═══ Supplied data

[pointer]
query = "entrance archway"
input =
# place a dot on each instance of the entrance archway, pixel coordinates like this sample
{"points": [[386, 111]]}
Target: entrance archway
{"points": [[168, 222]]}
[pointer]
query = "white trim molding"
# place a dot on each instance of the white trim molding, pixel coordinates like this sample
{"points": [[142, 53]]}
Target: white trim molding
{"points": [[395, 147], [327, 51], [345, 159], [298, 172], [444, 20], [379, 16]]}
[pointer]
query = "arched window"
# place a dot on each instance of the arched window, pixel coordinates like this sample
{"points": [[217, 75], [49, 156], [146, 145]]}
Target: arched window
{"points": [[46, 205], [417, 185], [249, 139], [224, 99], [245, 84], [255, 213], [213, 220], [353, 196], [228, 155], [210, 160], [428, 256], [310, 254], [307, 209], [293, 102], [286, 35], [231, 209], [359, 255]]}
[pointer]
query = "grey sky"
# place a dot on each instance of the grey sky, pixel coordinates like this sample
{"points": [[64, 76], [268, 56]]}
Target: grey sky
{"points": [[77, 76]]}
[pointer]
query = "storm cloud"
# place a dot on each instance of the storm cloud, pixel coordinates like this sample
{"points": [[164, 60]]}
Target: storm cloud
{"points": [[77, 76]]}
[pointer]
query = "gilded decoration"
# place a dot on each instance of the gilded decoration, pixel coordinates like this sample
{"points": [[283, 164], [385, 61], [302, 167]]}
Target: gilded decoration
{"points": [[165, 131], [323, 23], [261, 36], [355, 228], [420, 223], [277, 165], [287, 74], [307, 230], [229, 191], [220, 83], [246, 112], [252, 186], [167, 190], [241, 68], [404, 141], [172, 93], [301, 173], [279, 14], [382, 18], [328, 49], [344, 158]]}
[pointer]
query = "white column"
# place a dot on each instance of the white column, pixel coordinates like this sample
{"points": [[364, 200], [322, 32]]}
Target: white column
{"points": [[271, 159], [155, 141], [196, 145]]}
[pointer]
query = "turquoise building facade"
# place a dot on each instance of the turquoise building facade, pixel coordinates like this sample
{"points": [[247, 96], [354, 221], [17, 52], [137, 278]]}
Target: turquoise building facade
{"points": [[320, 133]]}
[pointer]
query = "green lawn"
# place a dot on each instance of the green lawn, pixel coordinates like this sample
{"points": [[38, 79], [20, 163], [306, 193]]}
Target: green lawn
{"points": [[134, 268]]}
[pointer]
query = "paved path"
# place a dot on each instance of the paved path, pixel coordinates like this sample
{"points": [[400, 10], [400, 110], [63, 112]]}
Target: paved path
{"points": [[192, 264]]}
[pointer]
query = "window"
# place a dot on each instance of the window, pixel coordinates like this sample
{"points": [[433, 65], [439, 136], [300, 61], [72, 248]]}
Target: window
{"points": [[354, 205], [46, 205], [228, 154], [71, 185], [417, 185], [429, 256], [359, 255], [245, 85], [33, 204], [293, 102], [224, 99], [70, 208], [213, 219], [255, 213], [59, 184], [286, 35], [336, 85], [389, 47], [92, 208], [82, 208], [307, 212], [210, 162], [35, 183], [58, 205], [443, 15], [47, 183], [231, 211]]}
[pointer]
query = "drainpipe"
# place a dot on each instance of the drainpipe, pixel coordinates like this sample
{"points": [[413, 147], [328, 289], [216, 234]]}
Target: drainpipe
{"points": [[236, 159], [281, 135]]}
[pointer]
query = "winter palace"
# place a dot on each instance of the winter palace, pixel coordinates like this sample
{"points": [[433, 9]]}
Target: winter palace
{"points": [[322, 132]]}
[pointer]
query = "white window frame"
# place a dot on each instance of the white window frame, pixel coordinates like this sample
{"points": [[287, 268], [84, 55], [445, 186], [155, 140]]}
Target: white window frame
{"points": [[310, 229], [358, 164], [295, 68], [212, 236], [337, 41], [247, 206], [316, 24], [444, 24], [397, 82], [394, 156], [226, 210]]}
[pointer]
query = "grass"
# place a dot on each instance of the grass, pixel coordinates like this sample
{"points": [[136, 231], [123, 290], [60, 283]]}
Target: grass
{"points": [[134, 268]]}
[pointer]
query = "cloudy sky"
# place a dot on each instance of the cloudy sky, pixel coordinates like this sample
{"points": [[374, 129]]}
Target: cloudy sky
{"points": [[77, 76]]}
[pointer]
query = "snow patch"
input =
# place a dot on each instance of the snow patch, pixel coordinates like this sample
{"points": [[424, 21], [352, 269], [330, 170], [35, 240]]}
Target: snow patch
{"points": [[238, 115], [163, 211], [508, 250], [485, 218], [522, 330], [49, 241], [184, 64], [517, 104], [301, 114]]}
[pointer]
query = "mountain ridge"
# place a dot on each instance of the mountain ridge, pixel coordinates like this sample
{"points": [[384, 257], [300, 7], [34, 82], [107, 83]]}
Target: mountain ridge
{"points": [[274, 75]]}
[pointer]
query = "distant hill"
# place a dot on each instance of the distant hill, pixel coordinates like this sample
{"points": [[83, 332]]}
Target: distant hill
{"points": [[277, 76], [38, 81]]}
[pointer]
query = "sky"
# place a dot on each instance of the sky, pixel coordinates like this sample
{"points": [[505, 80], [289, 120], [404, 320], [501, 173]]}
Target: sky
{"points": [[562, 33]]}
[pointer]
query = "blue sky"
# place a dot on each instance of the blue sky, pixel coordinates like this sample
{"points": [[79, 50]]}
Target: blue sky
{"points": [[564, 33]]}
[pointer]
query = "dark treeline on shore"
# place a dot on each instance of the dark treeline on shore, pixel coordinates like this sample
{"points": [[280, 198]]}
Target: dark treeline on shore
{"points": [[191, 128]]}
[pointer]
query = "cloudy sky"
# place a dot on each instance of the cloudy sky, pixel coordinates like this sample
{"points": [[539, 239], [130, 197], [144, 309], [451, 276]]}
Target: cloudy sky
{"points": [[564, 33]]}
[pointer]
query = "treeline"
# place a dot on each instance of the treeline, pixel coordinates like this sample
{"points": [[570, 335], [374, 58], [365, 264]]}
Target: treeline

══════

● What is required
Every record above must be duplicated exactly.

● Solution below
[pointer]
query = "entrance archway"
input =
# place a dot on each instance of the entrance archway, pixel coordinates like this sample
{"points": [[386, 111]]}
Target: entrance archway
{"points": [[168, 222]]}
[pointer]
query = "white trim molding"
# place a dot on each instance of the white trim molding, pixel coordinates like this sample
{"points": [[142, 53]]}
Target: white trim molding
{"points": [[395, 147], [327, 51], [345, 159], [298, 172], [444, 20], [379, 16]]}
[pointer]
query = "arched window"
# place a dot on each instance of the arched window, pixel coordinates like this sample
{"points": [[217, 75], [49, 156], [146, 145]]}
Target: arched window
{"points": [[46, 205], [417, 185], [249, 139], [224, 99], [245, 84], [255, 213], [213, 220], [353, 196], [228, 155], [210, 160], [428, 256], [310, 254], [307, 209], [293, 102], [286, 35], [231, 209], [359, 255]]}
[pointer]
query = "grey sky"
# place a dot on each instance of the grey sky, pixel coordinates like this sample
{"points": [[64, 76], [268, 56]]}
Target: grey sky
{"points": [[77, 76]]}
[pointer]
query = "storm cloud"
# place a dot on each instance of the storm cloud, pixel coordinates like this sample
{"points": [[164, 60]]}
Target: storm cloud
{"points": [[77, 76]]}
[pointer]
query = "gilded decoration"
# place a dot on each instance of the gilded decoration, pixel coordinates like this sample
{"points": [[283, 164], [385, 61], [302, 167]]}
Target: gilded decoration
{"points": [[165, 131], [323, 23], [261, 36], [355, 228], [420, 223], [277, 165], [287, 74], [307, 230], [229, 191], [220, 83], [246, 112], [252, 186], [167, 190], [241, 68], [404, 141], [172, 93], [301, 173], [279, 14], [382, 18], [328, 49], [344, 158]]}
[pointer]
query = "white column"
# place a dot on each instance of the white column, pixel coordinates like this sample
{"points": [[364, 200], [322, 32]]}
Target: white column
{"points": [[271, 159], [155, 141], [196, 145]]}
[pointer]
query = "turquoise building facade"
# place a dot on each instance of the turquoise building facade, pixel coordinates like this sample
{"points": [[247, 96], [354, 221], [17, 52], [137, 278]]}
Target: turquoise building facade
{"points": [[320, 133]]}
[pointer]
query = "green lawn"
# place a dot on each instance of the green lawn, pixel coordinates like this sample
{"points": [[38, 79], [20, 163], [306, 193]]}
Target: green lawn
{"points": [[134, 268]]}
[pointer]
query = "paved path"
# place a dot on each instance of the paved path, pixel coordinates like this sample
{"points": [[400, 10], [400, 110], [63, 112]]}
Target: paved path
{"points": [[192, 264]]}
[pointer]
query = "window"
# place a dot on each instance of the window, pixel coordinates like this sample
{"points": [[433, 65], [439, 136], [300, 61], [72, 248]]}
Target: window
{"points": [[354, 205], [46, 205], [228, 154], [71, 185], [417, 185], [429, 256], [359, 255], [245, 85], [33, 204], [293, 102], [224, 99], [70, 208], [213, 219], [255, 213], [59, 184], [286, 35], [336, 85], [389, 47], [92, 208], [82, 208], [307, 212], [210, 162], [35, 183], [58, 205], [443, 15], [47, 183], [231, 211]]}
[pointer]
query = "drainpipe"
# place a dot on each instance of the drainpipe, pixel coordinates like this sample
{"points": [[413, 147], [328, 289], [216, 234]]}
Target: drainpipe
{"points": [[236, 159], [281, 135]]}
[pointer]
query = "winter palace"
# place a dot on each instance of the winter palace, pixel coordinates like this sample
{"points": [[433, 9]]}
Target: winter palace
{"points": [[322, 132]]}
[pointer]
query = "white window frame"
# place a dot on each instance of the white window frame, pixel coordinates like this sample
{"points": [[287, 268], [84, 55], [445, 186], [155, 140]]}
Target: white window frame
{"points": [[310, 229], [358, 164], [295, 68], [212, 236], [337, 41], [247, 206], [316, 24], [444, 24], [397, 82], [394, 156], [226, 210]]}
[pointer]
query = "grass"
# place a dot on each instance of the grass, pixel coordinates like this sample
{"points": [[136, 231], [123, 290], [60, 283]]}
Target: grass
{"points": [[134, 268]]}
[pointer]
query = "cloudy sky"
# place a dot on each instance of the cloudy sky, pixel coordinates like this sample
{"points": [[374, 129]]}
Target: cloudy sky
{"points": [[77, 76]]}
[pointer]
query = "snow patch"
input =
# place a dot on each instance of the snow patch, pixel coordinates like this sample
{"points": [[424, 21], [352, 269], [330, 170], [35, 240]]}
Target: snow patch
{"points": [[238, 115], [163, 211], [508, 250], [485, 218], [522, 330], [49, 241], [184, 64], [517, 104], [301, 114]]}
[pointer]
query = "mountain ridge"
# place a dot on each instance of the mountain ridge, pixel coordinates like this sample
{"points": [[384, 257], [300, 7], [34, 82], [107, 83]]}
Target: mountain ridge
{"points": [[274, 75]]}
[pointer]
query = "distant hill"
# place a dot on each instance of the distant hill, pixel coordinates like this sample
{"points": [[83, 332]]}
Target: distant hill
{"points": [[277, 76], [38, 81]]}
[pointer]
query = "sky"
# place a dot on each instance of the sky, pixel coordinates like this sample
{"points": [[505, 80], [289, 120], [404, 320], [501, 173]]}
Target: sky
{"points": [[562, 33]]}
[pointer]
query = "blue sky"
# place a dot on each instance of the blue sky, pixel coordinates like this sample
{"points": [[79, 50]]}
Target: blue sky
{"points": [[564, 33]]}
[pointer]
query = "dark treeline on shore"
# place a dot on each instance of the dark treeline on shore, pixel coordinates like this sample
{"points": [[280, 198]]}
Target: dark treeline on shore
{"points": [[191, 128]]}
[pointer]
query = "cloudy sky"
# place a dot on each instance of the cloudy sky, pixel coordinates like this sample
{"points": [[539, 239], [130, 197], [144, 309], [451, 276]]}
Target: cloudy sky
{"points": [[564, 33]]}
[pointer]
query = "treeline"
# place a dot on each instance of the treeline, pixel coordinates like this sample
{"points": [[570, 335], [374, 58], [365, 264]]}
Target: treeline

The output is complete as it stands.